**Source records:**
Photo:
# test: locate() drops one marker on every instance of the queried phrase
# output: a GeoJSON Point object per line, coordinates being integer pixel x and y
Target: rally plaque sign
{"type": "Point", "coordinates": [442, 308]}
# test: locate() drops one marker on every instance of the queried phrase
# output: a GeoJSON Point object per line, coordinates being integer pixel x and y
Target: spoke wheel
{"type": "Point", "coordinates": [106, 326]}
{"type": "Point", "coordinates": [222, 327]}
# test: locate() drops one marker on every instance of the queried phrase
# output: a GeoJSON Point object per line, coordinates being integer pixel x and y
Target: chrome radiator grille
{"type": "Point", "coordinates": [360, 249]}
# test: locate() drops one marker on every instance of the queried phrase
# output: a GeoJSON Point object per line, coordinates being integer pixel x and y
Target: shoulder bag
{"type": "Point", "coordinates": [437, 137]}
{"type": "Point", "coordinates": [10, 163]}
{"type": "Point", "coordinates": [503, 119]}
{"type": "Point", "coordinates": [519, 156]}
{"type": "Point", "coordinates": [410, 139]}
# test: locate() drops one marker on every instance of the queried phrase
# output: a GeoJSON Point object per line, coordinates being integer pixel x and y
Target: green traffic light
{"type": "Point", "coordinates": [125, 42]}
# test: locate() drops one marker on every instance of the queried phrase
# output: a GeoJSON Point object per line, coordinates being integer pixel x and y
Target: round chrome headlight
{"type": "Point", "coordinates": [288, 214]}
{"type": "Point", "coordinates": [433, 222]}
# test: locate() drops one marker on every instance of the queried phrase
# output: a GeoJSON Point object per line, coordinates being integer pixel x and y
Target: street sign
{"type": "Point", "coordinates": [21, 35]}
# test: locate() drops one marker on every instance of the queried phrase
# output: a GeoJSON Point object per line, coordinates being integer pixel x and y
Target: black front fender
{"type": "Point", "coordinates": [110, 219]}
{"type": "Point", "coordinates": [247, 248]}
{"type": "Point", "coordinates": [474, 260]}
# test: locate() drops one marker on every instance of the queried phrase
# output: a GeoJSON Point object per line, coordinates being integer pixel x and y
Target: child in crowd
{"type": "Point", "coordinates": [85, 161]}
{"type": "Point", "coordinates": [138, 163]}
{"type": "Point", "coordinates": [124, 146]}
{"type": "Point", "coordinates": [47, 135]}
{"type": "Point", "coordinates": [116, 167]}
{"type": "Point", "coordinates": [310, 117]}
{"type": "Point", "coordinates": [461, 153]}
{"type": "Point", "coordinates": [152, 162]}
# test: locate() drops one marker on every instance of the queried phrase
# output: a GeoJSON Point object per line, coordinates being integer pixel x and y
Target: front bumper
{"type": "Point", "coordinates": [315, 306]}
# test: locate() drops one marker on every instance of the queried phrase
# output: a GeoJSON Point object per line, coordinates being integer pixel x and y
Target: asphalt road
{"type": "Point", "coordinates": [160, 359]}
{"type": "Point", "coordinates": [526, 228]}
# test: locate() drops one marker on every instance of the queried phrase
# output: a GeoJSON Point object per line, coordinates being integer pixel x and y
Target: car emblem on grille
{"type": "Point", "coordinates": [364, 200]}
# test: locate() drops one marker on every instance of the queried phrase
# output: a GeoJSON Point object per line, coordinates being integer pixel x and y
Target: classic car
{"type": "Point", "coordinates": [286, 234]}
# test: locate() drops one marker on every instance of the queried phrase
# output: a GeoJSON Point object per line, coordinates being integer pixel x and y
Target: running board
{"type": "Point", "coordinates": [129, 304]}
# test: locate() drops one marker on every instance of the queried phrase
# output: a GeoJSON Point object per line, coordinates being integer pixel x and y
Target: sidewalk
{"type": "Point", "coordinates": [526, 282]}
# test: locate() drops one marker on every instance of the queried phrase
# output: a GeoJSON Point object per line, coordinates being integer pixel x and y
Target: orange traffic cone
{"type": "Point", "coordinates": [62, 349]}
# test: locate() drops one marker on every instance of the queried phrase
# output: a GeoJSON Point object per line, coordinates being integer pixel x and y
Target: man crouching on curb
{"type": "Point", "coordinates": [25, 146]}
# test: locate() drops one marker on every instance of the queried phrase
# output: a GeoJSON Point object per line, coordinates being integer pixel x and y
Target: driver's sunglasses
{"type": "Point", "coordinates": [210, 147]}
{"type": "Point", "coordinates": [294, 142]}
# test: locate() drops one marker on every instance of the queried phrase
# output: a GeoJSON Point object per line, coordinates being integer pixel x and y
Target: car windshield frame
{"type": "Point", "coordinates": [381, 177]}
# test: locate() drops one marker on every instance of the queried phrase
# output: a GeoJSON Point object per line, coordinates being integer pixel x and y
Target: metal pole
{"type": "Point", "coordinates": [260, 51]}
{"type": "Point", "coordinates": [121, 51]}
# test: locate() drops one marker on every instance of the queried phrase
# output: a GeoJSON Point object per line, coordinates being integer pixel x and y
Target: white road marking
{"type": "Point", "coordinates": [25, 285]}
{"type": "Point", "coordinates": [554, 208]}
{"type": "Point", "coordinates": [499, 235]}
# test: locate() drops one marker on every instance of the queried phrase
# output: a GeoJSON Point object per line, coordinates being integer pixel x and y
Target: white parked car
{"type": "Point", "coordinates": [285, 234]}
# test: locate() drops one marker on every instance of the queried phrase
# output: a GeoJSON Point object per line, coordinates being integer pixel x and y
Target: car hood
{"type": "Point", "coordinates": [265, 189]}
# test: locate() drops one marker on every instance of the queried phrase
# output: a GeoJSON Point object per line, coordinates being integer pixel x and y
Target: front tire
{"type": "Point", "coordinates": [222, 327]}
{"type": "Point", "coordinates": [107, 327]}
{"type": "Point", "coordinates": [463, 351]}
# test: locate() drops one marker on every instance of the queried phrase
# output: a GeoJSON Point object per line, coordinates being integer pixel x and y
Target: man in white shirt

**Set exercise:** Show every line from the rows above that contains the word "traffic", copied word for word.

**Response:**
Target: green traffic light
Target: orange traffic cone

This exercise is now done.